To do =>
**A)** From the article about the two Jacksons, copy the passage word for word, starting at "Two Jacksons, One" and ending at "share a surname.".
**B)** List every specific track and field event named in the article about the two Jacksons.
**C)** Answer these questions using the article about the two Jacksons.
(i) With which pick in the 2020 NFL Draft did Chris Jackson go to the Titans?
(ii) In which event was Adoreé Jackson a two-time All-American?
(iii) After which of his football seasons did Adoreé Jackson decide to enter the NFL draft?

Two Jacksons, One Common Thread

David Boclair

NASHVILLE – Adoreé Jackson felt an early connection with one of the Tennessee Titans’ 2020 draft picks that he did not share with any of the others. And it has nothing to do with the fact that they play the same position and share a surname.

The two-sport star during his first two years at USC, took notice of the fact that Chris Jackson, the last of this year’s six selections, was a Florida state champion hurdler in high school.

“It just tells me he’s explosive from that standpoint,” Adoreé Jackson said. “I understand that he has the speed. To play football and run track is two different things. So, if you’re able to be able to adjust from just straight-line speed to have some agility and mobility – I know he did the hurdles, so I know he has a little – he’s coordinated.”

Chris Jackson was a two-time Florida Class 1A champion in the 110-meter high hurdles and a runner-up in the 300-meter hurdles before he focused on football at Marshall University. The decision worked out well as he earned all-conference recognition each of his four years in school and went to the Titans with the 243rd pick in the 2020 NFL Draft.

Adoreé Jackson stayed on track (literally) for his first two years at Southern Cal. He was a two-time All-American in the long jump and one of his team’s leading sprinters in 2015 and 2016. Following his junior season in football (2016), he decided to enter the NFL draft and spent the ensuing months preparing for his football career.

(Dataset records)
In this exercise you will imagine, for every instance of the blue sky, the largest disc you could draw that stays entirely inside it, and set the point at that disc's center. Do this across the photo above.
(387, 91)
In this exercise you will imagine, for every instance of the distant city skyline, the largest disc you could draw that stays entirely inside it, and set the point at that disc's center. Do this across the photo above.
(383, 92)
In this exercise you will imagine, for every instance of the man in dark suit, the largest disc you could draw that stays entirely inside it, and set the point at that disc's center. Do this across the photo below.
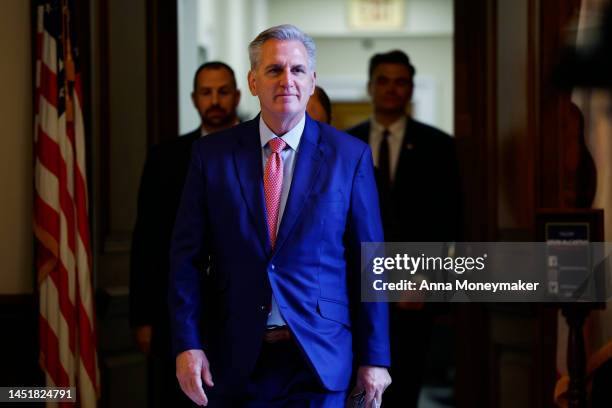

Exercise responses =>
**A)**
Two Jacksons, One Common Thread

David Boclair

NASHVILLE – Adoreé Jackson felt an early connection with one of the Tennessee Titans’ 2020 draft picks that he did not share with any of the others. And it has nothing to do with the fact that they play the same position and share a surname.

**B)**
110-meter high hurdles
300-meter hurdles
long jump

**C)**
(i) The 243rd pick.
(ii) The long jump.
(iii) His junior season (2016).